* **Lesetext**
-=-=-=-=-
IHK-Hauptgeschäftsführer Stefan Schreiber, Bundesjustizminister Dr. Marco Buschmann und IHK-Präsident Heinz-Herbert Dustmann.
IHK-Hauptgeschäftsführer Stefan Schreiber, Bundesjustizminister Dr. Marco Buschmann und IHK-Präsident Heinz-Herbert Dustmann. Foto: Oliver Schaper für die IHK Dortmund

Anfang November 2023 war Bundesjustizminister Dr. Marco Buschmann zu Gast in der IHK. Er selbst habe vom “Bürokratie-Burnout” des deutschen Mittelstandes gesprochen und schnelle Hilfe angekündigt.

„Diese Hilfe sei auch dringend notwendig“, bestätigt Dustmann und führt weiter fort, „Denn bisweilen fühlt man sich beim Thema Bürokratie an Schildbürgerstreiche erinnert“. Aus Dortmund seien zwei Beispiele zu der Problematik bekannt.
-=-=-=-=-
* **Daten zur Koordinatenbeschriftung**
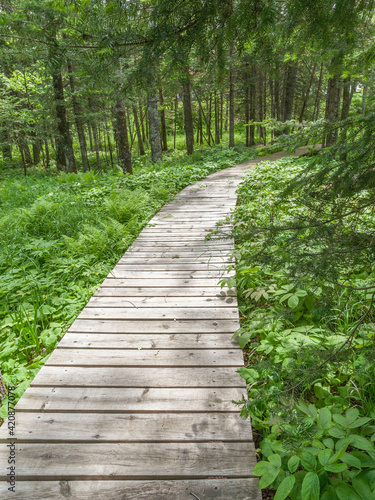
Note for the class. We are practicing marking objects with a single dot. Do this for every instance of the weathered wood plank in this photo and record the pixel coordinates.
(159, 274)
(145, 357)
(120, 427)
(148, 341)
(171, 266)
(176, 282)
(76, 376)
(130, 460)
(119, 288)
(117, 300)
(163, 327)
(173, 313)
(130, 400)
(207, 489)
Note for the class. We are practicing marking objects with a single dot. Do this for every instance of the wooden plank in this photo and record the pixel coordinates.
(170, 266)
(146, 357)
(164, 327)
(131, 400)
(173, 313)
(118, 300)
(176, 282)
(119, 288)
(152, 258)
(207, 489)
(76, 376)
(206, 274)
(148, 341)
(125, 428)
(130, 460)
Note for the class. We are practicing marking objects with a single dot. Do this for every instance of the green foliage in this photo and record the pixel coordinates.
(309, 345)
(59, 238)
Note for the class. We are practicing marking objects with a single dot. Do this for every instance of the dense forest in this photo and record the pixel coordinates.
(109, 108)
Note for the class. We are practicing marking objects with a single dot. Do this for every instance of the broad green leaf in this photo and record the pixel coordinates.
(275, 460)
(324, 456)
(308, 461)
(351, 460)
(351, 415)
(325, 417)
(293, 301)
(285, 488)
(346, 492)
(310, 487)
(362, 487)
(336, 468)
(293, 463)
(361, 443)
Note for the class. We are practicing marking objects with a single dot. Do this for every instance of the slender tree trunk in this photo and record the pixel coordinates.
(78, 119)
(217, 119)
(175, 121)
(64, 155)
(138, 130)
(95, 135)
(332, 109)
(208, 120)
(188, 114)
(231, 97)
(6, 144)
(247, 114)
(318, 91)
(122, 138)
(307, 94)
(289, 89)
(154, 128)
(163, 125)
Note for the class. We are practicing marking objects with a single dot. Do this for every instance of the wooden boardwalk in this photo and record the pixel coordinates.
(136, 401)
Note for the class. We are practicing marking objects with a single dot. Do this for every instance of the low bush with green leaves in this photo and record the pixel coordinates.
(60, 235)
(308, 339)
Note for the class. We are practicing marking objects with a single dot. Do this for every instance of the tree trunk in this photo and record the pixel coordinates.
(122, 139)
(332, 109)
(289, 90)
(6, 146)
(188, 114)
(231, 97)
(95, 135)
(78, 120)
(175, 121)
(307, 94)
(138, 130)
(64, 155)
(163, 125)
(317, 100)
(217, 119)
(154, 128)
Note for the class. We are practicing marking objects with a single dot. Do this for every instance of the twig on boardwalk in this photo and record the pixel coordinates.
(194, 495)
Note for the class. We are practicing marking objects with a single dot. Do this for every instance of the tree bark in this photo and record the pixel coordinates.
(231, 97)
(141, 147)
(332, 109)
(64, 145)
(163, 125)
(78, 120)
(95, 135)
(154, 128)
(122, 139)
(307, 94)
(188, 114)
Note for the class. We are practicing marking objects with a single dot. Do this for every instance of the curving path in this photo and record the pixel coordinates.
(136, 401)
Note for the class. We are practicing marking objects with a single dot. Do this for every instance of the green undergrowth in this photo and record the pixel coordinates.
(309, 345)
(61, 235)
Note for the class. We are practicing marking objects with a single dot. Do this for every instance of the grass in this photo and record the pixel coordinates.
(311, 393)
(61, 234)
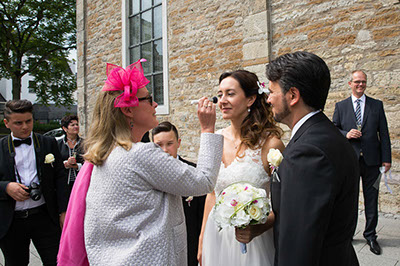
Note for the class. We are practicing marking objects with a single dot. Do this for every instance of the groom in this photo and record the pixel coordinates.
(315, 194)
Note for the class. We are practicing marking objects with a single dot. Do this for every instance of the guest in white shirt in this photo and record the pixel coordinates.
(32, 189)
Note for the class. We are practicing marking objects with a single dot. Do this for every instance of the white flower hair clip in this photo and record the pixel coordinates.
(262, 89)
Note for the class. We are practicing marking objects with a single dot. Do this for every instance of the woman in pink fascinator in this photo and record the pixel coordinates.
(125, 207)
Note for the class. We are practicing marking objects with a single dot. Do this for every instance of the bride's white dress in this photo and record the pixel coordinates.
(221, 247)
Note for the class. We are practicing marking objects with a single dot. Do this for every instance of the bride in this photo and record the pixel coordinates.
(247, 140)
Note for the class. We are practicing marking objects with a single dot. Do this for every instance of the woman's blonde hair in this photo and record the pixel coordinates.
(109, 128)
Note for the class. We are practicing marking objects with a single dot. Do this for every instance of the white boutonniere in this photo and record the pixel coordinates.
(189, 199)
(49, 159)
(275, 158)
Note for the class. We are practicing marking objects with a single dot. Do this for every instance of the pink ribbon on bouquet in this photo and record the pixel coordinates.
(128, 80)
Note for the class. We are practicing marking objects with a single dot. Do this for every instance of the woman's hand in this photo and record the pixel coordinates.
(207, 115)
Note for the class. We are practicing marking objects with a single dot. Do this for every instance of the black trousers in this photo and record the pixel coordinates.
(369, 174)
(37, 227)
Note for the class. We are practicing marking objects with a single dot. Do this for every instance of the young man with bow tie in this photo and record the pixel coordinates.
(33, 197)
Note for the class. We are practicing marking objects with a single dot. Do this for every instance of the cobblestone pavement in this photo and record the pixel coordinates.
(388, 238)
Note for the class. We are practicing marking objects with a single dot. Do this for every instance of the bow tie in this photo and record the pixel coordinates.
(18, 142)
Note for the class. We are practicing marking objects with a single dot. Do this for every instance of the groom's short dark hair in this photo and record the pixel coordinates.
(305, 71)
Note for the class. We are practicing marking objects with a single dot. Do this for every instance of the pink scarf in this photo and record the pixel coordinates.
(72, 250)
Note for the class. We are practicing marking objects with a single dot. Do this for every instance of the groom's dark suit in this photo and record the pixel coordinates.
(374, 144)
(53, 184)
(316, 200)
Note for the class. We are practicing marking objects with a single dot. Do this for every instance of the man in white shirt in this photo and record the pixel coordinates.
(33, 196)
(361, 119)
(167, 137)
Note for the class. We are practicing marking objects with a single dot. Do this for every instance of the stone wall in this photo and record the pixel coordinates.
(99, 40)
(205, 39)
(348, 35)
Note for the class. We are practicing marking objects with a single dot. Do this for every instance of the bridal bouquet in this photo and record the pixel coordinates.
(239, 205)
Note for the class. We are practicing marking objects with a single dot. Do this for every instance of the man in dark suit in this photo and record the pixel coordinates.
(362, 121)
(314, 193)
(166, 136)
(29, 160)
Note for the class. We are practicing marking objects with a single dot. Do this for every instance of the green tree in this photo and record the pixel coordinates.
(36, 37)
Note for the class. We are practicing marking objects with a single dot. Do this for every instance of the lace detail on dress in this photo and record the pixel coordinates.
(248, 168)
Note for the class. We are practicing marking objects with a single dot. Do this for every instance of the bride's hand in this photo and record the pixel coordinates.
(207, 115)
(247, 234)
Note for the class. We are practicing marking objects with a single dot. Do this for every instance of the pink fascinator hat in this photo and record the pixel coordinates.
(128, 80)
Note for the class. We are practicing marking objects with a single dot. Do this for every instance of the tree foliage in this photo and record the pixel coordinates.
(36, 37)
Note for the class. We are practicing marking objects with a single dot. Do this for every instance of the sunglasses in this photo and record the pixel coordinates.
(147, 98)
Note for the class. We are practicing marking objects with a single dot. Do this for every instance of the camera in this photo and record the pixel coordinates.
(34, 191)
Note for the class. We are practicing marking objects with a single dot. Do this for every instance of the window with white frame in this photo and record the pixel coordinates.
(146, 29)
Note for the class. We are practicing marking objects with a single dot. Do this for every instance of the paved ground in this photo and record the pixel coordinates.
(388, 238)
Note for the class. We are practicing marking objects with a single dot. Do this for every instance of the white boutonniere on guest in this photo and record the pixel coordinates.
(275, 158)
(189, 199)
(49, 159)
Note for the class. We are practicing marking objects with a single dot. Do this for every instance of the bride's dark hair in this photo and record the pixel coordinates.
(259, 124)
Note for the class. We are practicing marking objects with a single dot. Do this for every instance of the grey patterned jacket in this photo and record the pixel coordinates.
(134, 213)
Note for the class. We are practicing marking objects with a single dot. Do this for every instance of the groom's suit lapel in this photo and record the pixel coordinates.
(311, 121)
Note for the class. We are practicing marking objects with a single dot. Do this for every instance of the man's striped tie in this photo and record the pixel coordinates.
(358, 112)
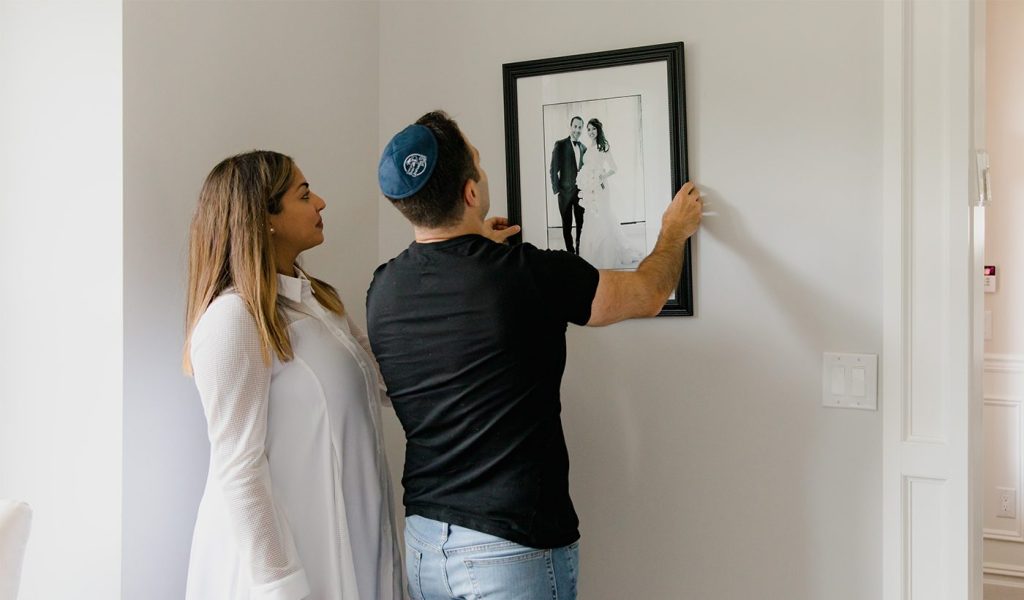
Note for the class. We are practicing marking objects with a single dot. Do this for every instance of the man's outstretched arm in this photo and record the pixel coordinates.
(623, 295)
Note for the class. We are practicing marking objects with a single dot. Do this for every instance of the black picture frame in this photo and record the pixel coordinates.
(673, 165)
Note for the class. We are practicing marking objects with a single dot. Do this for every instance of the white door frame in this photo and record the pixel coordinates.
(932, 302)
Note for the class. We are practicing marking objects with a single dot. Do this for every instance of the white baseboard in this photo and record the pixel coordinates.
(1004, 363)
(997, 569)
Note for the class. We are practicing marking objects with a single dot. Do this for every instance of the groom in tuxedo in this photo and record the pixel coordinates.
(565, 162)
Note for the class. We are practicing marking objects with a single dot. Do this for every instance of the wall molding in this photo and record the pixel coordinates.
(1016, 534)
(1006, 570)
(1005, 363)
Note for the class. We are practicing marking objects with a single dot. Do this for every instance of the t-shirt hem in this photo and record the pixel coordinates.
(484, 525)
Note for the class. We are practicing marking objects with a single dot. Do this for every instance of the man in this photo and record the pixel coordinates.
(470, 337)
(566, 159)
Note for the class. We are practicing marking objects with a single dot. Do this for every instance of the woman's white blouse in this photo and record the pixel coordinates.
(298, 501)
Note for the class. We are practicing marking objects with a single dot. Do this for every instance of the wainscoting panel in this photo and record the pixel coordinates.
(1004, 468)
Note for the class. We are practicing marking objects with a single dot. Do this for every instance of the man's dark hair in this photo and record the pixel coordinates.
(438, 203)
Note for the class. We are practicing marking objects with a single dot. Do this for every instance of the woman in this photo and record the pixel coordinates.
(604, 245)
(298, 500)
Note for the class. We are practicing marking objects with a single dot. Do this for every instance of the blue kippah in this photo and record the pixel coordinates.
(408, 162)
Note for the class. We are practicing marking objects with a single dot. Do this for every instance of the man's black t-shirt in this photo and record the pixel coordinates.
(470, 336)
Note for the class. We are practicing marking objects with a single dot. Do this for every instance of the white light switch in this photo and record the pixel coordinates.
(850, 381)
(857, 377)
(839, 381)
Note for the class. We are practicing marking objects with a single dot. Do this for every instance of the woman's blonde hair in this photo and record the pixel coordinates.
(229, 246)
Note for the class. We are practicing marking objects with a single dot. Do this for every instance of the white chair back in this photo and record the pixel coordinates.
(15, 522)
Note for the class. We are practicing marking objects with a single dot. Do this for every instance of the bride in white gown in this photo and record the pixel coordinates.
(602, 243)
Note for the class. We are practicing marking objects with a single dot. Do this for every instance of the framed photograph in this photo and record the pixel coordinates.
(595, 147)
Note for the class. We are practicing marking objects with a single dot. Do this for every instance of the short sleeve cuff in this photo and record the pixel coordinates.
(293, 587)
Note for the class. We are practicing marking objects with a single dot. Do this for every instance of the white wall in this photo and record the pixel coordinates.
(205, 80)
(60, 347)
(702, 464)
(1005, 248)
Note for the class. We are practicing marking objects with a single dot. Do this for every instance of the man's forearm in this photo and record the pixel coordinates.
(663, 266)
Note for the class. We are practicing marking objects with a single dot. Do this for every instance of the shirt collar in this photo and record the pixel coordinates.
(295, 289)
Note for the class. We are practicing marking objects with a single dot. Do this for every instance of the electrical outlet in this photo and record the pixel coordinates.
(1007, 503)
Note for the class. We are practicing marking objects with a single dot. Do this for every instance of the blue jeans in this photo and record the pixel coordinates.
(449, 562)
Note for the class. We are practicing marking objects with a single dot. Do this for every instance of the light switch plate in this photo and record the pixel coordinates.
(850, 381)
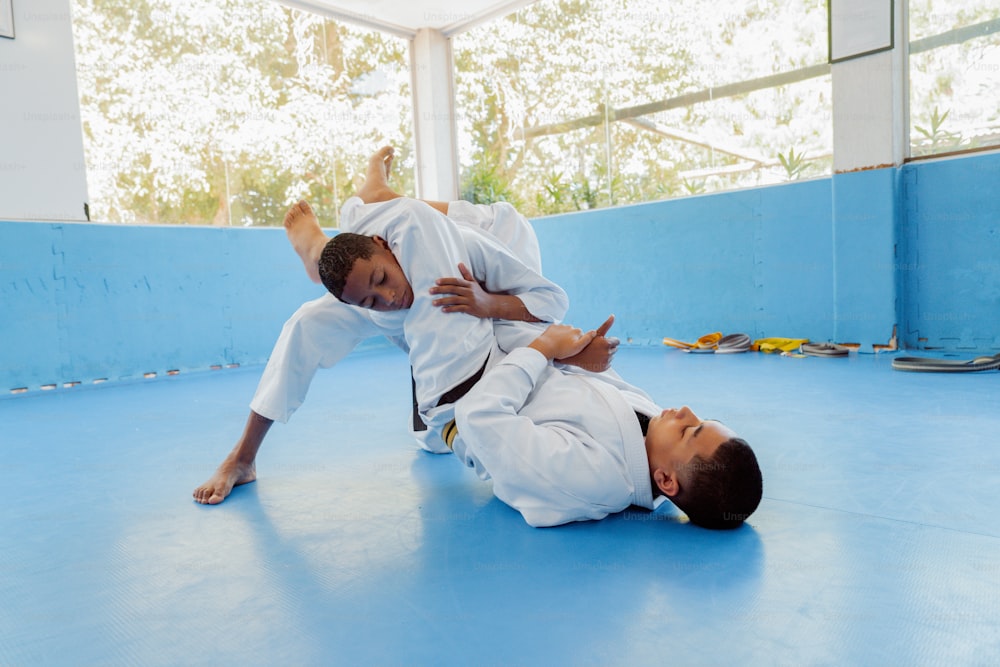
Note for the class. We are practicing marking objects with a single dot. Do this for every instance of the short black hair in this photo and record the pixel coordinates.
-=-=-=-=-
* **Aufgabenstellung**
Zitieren Sie aus dem Lesetext die Stelle, die mit „Anfang November 2023“ anfängt und sich bis einschließlich „schnelle Hilfe angekündigt.“ erstreckt. Die Zeilen sind eigenständiges Material und gehören nicht zum Lesetext.

* **Lösung der Aufgabe**
Anfang November 2023 war Bundesjustizminister Dr. Marco Buschmann zu Gast in der IHK. Er selbst habe vom “Bürokratie-Burnout” des deutschen Mittelstandes gesprochen und schnelle Hilfe angekündigt.